+++ RECORDS SUPPLIED +++

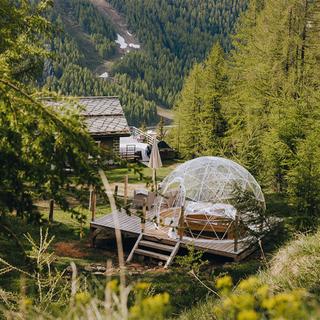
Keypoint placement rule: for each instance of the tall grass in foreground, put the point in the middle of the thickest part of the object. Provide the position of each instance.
(288, 289)
(49, 294)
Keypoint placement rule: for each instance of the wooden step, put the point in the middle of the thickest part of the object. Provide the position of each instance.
(156, 245)
(152, 254)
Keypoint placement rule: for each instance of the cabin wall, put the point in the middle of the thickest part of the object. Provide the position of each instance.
(112, 144)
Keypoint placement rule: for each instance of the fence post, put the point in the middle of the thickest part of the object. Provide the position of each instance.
(236, 232)
(144, 215)
(93, 204)
(51, 209)
(126, 190)
(181, 223)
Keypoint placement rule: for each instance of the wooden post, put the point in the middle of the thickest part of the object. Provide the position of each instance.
(90, 197)
(236, 233)
(181, 223)
(144, 215)
(51, 209)
(93, 204)
(125, 190)
(115, 194)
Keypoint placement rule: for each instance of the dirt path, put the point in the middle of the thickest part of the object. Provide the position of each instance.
(92, 59)
(119, 24)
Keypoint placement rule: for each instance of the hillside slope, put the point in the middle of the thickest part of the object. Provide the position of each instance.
(100, 39)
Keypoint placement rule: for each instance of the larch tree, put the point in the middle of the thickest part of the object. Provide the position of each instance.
(37, 143)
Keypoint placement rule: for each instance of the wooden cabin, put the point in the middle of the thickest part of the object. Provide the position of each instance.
(104, 118)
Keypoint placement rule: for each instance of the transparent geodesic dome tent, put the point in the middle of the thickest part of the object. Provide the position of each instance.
(212, 191)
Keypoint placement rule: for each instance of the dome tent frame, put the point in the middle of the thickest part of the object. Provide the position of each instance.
(214, 193)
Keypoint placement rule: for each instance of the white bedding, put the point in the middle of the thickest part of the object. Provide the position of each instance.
(216, 209)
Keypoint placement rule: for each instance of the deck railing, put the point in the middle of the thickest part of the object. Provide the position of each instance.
(136, 132)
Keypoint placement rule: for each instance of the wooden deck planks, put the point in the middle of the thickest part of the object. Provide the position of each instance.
(132, 225)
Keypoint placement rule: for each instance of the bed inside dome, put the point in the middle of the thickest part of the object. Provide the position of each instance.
(215, 197)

+++

Rewrite the whole listing with "thickest part" changed to "widest part" everywhere and everything else left as it is. Omit the pictures.

Keypoint placement rule: for each instance of the tall grass in foreground, put the point in the middle of the widest part of the object. Provide the position of each instance.
(288, 289)
(49, 294)
Keypoint placement rule: for each instance of the wooden step, put the point in the middle of the widest part of the object. Provide the position of each instance.
(156, 245)
(152, 254)
Keypoint placement rule: for each instance of the cabin wall, put the point in the middle of the widest part of the object. Provide the position of each instance.
(112, 144)
Keypoint placement rule: for each instance of the fence post, put the point in the middle of the widest part of the object. Provide the position of each instance.
(236, 232)
(144, 215)
(93, 204)
(51, 209)
(126, 190)
(181, 223)
Keypoint placement rule: for each instance of the wooden post, put the point in the middle of the widest part of the object. Provide the position of each instance.
(90, 197)
(236, 233)
(181, 223)
(144, 215)
(51, 209)
(93, 204)
(125, 190)
(115, 194)
Keypoint placement rule: for each instance of the dirt path, put the point in the middle of the widest part of the object. Provide the position of each instance.
(92, 59)
(119, 24)
Keypoint placement rule: for each instance of the hillside slope, put the point in the middle of the widest part of the object. Provide the position of each instance.
(100, 39)
Keypoint placement rule: for each instance of the larch tree, put the point in the middle of the widest part of the object. Provide the position of each instance.
(37, 143)
Keypoint placement rule: for each instance of the wooden cabin, put the point in the middle of the widest part of the object. Provide the position of each instance.
(104, 118)
Keypoint placement rule: for each instance of the transparent geodesic dome tent, put the point in the middle of the widest part of the object. Provide the position of each instance.
(212, 191)
Keypoint placement rule: for each instance of the dome tent frame, put the point in the middle of the widest part of the object. Provide the position of each instance.
(214, 193)
Keypoint placement rule: for each instance of the white bedding, put the point in the middle of the widest part of the object. Provide the position of each instance.
(216, 209)
Keypoint placement rule: for each instance of the deck railing, put the point in the middle of the widest part of the object. Provide the position of each instance.
(136, 132)
Keypoint placement rule: for each instance of the wooden deck planks, put the point in the middle of the widest part of the object. Provide the position of each instance.
(132, 225)
Keypoint placement rule: for each instance of the bed inside dome, put the point in the middle of the widest part of the object. Provide the position of each instance.
(215, 197)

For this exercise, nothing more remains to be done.